**Short exercise:** Format every line of all the items below as a numbered list, omitting any blank lines.

**Data shown:**
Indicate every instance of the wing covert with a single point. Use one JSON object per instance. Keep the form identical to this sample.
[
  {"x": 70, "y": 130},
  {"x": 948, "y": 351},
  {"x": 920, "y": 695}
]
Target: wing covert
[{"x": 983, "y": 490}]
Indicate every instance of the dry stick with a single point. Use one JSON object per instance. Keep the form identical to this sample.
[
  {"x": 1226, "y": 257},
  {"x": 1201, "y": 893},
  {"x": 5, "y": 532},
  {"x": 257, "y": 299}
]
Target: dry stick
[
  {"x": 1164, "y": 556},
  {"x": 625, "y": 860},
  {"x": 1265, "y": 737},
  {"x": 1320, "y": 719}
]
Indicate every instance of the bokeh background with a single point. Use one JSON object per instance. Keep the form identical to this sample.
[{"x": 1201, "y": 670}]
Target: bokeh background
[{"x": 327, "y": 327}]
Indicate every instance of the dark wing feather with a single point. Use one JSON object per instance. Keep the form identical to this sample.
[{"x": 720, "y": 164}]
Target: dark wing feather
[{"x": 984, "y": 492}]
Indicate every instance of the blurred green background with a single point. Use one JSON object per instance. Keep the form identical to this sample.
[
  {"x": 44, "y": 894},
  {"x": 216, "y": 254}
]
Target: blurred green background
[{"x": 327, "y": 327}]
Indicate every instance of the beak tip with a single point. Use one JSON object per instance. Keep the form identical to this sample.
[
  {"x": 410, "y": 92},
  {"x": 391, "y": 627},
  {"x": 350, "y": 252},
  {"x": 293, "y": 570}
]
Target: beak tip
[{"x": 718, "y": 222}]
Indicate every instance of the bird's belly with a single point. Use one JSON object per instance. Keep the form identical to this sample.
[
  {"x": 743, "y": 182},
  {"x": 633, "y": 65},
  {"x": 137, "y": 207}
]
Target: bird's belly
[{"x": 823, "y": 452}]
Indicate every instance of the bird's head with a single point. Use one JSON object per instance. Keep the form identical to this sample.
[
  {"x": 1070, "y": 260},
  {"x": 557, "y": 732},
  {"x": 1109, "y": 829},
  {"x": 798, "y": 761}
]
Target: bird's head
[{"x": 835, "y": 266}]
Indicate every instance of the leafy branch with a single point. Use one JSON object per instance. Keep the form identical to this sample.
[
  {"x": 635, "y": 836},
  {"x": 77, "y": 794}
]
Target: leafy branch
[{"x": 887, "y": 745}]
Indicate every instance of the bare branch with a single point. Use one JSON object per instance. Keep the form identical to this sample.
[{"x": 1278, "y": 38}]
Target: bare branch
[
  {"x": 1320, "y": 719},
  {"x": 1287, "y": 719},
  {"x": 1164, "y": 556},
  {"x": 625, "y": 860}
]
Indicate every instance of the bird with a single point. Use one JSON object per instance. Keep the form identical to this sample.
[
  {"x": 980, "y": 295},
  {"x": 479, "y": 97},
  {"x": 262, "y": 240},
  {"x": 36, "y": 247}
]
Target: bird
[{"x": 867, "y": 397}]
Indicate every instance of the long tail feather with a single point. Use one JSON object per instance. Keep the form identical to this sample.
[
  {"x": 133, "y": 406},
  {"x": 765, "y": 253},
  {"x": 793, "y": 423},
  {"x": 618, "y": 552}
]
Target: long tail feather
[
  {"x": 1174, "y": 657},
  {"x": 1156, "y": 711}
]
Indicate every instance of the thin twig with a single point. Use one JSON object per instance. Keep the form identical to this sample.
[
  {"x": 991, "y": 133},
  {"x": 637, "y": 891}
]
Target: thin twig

**Expected answer:**
1. Indicate every instance of the wing covert with a single point. Use one JSON object per instance. Keep the form identical to this sample.
2. [
3.   {"x": 70, "y": 130},
4.   {"x": 948, "y": 351},
5.   {"x": 920, "y": 695}
6. ]
7. Target: wing covert
8. [{"x": 983, "y": 490}]
9. Indicate every instance of the dry stick with a single point. Use one JSON object per instance. Keep the form identical to this sample.
10. [
11.   {"x": 1226, "y": 257},
12.   {"x": 1201, "y": 893},
13.   {"x": 5, "y": 532},
14.   {"x": 257, "y": 299}
15. ]
16. Target: dry stick
17. [
18.   {"x": 1164, "y": 556},
19.   {"x": 625, "y": 860},
20.   {"x": 1265, "y": 737},
21.   {"x": 1320, "y": 719}
22. ]
23. Indicate every instance of the bokeh background with a single point. Use one JSON object per instance. Keep the form identical to this sample.
24. [{"x": 1201, "y": 670}]
25. Target: bokeh background
26. [{"x": 327, "y": 327}]
27. Indicate every instance of the dark wing feather with a single point. Use one JSON object per instance. Keep the form identical to this sample.
28. [{"x": 720, "y": 164}]
29. Target: dark wing feather
30. [{"x": 984, "y": 492}]
31. Indicate every instance of the blurred green background with a single point. Use one JSON object per instance. Keep the form identical to this sample.
32. [
33.   {"x": 44, "y": 894},
34.   {"x": 216, "y": 254}
35. ]
36. Target: blurred green background
37. [{"x": 327, "y": 327}]
38. Indicate every instance of the beak tip with a single point. Use one JSON object per instance. Keep the form identical to this sample.
39. [
40.   {"x": 410, "y": 92},
41.   {"x": 391, "y": 627},
42.   {"x": 350, "y": 252},
43.   {"x": 293, "y": 570}
44. ]
45. Target: beak tip
46. [{"x": 718, "y": 222}]
47. Indicate every instance of the bird's belly with a single point. Use one JSON object per instance. Keep the form identical to this sample.
48. [
49.   {"x": 743, "y": 182},
50.   {"x": 633, "y": 65},
51.   {"x": 137, "y": 207}
52. ]
53. Target: bird's belly
54. [{"x": 823, "y": 452}]
55. Indicate every instance of the bird's head with a single point. Use one JSON object per instance. Keep the form identical to this sample.
56. [
57.   {"x": 1070, "y": 260},
58.   {"x": 557, "y": 732},
59.   {"x": 1109, "y": 829},
60.   {"x": 798, "y": 761}
61. ]
62. Target: bird's head
63. [{"x": 835, "y": 266}]
64. Indicate every instance of the leafy branch with a single point. Use one JSON object per instance. Keep the form identical to this sample.
65. [
66.   {"x": 635, "y": 836},
67.   {"x": 77, "y": 794}
68. ]
69. Target: leafy branch
70. [{"x": 887, "y": 745}]
71. Indicate every instance of the bare branch with a single point. Use one JSON object per instance. Keep the form identical to this sample.
72. [{"x": 1278, "y": 38}]
73. Target: bare branch
74. [
75.   {"x": 1320, "y": 719},
76.   {"x": 1287, "y": 719},
77.   {"x": 1164, "y": 556},
78.   {"x": 625, "y": 860}
79. ]
80. Indicate every instance of the bird with a single point. Use one JSON object per instance. Keep the form identical to this sample.
81. [
82.   {"x": 980, "y": 295},
83.   {"x": 479, "y": 97},
84.   {"x": 262, "y": 240},
85.   {"x": 36, "y": 247}
86. ]
87. Target: bird
88. [{"x": 867, "y": 397}]
89. Indicate every instance of the long tail feather with a single point. Use one JSON object per instance. Keep the form identical to this sample.
90. [
91.   {"x": 133, "y": 406},
92.   {"x": 765, "y": 253},
93.   {"x": 793, "y": 423},
94.   {"x": 618, "y": 552}
95. ]
96. Target: long tail feather
97. [
98.   {"x": 1174, "y": 657},
99.   {"x": 1156, "y": 711}
100. ]
101. Indicate every instance of the thin twig with a single point. Use one JSON object per instance. Keep the form identical to this sample.
102. [
103.   {"x": 991, "y": 133},
104.   {"x": 637, "y": 891}
105. ]
106. Target: thin twig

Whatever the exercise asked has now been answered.